### WHAT YOU WILL DO
Read the records below and copy each line that contains "ground".

═══ EXTRACTED ENTRIES

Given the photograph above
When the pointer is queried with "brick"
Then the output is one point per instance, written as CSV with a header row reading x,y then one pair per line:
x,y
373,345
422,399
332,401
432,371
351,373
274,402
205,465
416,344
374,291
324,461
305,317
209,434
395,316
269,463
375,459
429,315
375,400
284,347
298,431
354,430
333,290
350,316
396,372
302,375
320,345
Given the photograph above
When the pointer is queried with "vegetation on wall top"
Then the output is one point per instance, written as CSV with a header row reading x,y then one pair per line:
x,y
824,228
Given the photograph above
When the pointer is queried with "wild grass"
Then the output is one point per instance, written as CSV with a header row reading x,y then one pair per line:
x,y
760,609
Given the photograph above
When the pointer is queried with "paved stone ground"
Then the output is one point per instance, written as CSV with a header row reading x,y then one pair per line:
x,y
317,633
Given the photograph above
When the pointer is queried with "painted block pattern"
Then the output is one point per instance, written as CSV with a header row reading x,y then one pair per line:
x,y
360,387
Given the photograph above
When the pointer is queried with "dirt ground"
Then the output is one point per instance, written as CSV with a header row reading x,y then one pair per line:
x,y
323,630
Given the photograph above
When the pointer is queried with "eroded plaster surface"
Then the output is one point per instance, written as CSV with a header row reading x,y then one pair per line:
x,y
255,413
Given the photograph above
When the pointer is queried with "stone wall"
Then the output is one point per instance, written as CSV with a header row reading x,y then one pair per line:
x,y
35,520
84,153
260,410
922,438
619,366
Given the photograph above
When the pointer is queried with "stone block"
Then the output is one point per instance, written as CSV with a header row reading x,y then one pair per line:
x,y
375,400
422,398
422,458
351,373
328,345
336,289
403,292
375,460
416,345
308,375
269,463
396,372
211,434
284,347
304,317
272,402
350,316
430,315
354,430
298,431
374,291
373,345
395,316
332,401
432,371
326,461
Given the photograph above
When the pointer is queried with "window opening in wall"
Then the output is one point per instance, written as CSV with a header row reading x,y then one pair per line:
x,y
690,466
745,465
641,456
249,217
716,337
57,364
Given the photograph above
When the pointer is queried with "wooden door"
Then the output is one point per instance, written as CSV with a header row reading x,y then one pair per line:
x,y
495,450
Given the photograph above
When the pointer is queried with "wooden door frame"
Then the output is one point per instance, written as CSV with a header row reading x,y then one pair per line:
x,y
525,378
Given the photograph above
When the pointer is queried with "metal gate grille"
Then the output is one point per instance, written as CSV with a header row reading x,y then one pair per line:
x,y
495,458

══════

### FINAL ANSWER
When the pointer is queried with "paved stone ground"
When the pointer is queried with "dirt ground"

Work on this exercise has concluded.